● **Document text**:
BEGIN
Skip to content

Latest commit

 

History

History
291 lines (216 loc) · 16.5 KB

README.md

File metadata and controls

291 lines (216 loc) · 16.5 KB

famfs logo

Famfs Shared Memory Filesystem Framework - User Space Repo

This is the famfs user space repo. Also required is a famfs-enabled Linux kernel. A viable kernel can be accessed one of the following ways:

What is Famfs?

Famfs is a scale-out shared-memory file system. If two or more hosts have shared access to memory, a famfs file system can be created in that memory, such that data sets can be saved to files in the shared memory.

For apps that can memory map files, memory-mapping a famfs file provides direct access to the memory without any page cache involvement (and no faults involving data movement at all).

Consuming data from famfs files works the same as any other file system, meaning almost any app that can use data in files can use data in shared memory

Files default to read-only on client nodes, but famfs fully supports converting any file to writable on any client - in which case the app/user is responsible for managing cache coherency. Famfs maintains cache coherency for its structures and metadata, but does not attempt to do so for other apps.

Famfs figure 1

Famfs effectively does the following:

  • Enables disaggregated shared memory for any app that can use shared files
  • De-duplicates memory, because multiple nodes can share a single copy of data in memory
  • Reduces or avoids shuffling
  • Enables larger in-memory data sets than previously possible, because FAM could be larger than the memory limit of any one server

Documentation Contents

Background

In the coming years the emerging CXL standard will enable shared, disaggregated memory in multiple forms - included multi-port memory and fabric-attached memory (FAM). Famfs is intended to provide a viable usage pattern for FAM that many apps can use without modification. Shared memory implementations already exist in early 2024.

Famfs is an fs-dax file system that allows multiple hosts to mount the same file system from the same shared memory. The file system is administered by a Master, but can be concurrently mounted by one or more Clients (which default to read-only access to files, but writable access is permitted).

Why do we need a new fs-dax file system when others (e.g. xfs and ext4) exist? Because the existing fs-dax file systems use write-back metadata (as pretty much all conventional file systems do). Write-back metadata is not compatible with scale-out shared memory access, because two or more hosts have no way to agree on the definitive state of metadata (not to mention space allocation).

Famfs was introduced at the 2023 Linux Plumbers Conference. The linked page contains the abstract, plus links to the slides and a youtube video of the talk.

What is dax?

In Linux, special purpose memory is exposed as a dax device (e.g. /dev/dax0.0 or /dev/pmem0). Applications can memory map dax memory by opening a dax device calling the mmap() system call on the file descriptor.

Dax memory can be onlined as system-ram, but that is not appropriate if the memory is shared. The first of many reasons for this is that Linux zeroes memory that gets onlined, which would wipe any shared contents.

In CXL V3 and beyond, dynamic capacity devices (DCDs) support shared memory. A DCD is really just a memory device with an allocator and access control built-in. Sharable memory has a mandatory Tag (UUID) which is assigned when the memory is allocated; all hosts with shared access identify the memory by its Tag. "Tagged Capacity" will be exposed under Linux as tagged dax devices (e.g. /sys/devices/dax/<tag> - the specific recipe is TBD)
END
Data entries
BEGIN
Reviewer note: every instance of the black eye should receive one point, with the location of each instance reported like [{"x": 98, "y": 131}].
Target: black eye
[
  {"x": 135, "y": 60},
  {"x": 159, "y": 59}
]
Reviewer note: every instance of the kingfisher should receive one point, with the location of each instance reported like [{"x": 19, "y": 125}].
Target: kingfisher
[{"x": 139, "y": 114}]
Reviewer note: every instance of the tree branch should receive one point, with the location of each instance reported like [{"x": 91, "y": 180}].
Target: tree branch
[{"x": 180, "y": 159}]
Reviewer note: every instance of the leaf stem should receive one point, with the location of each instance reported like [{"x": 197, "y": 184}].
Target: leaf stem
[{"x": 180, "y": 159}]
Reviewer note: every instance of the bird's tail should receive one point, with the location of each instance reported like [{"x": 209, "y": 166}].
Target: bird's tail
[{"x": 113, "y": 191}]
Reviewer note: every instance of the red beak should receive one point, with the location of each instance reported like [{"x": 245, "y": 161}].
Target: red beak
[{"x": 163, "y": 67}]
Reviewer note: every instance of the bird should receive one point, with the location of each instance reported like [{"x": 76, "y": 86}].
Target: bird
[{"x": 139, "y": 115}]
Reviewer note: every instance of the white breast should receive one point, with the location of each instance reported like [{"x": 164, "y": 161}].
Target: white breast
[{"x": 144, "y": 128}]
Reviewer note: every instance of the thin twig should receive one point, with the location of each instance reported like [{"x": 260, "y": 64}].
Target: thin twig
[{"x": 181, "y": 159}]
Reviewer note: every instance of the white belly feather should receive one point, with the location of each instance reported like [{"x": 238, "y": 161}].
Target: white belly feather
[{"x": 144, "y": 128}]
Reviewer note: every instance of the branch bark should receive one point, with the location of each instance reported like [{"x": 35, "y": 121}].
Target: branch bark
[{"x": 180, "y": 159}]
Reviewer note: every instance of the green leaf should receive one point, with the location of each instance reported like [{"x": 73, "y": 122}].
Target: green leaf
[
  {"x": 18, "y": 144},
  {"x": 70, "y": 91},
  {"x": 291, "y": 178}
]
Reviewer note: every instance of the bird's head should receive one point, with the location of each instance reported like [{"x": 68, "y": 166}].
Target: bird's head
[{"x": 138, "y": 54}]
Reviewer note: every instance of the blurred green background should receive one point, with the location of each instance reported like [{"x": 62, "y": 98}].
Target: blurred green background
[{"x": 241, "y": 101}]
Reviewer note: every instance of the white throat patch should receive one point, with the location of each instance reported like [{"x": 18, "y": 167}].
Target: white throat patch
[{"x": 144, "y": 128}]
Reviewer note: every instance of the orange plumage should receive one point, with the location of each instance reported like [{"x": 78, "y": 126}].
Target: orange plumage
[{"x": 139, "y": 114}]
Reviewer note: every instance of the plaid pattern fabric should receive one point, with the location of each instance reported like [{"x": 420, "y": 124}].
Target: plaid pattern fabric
END
Repeat the stretch of the famfs README from "Famfs was introduced" through "the file descriptor.", word for word.

Famfs was introduced at the 2023 Linux Plumbers Conference. The linked page contains the abstract, plus links to the slides and a youtube video of the talk.

What is dax?

In Linux, special purpose memory is exposed as a dax device (e.g. /dev/dax0.0 or /dev/pmem0). Applications can memory map dax memory by opening a dax device calling the mmap() system call on the file descriptor.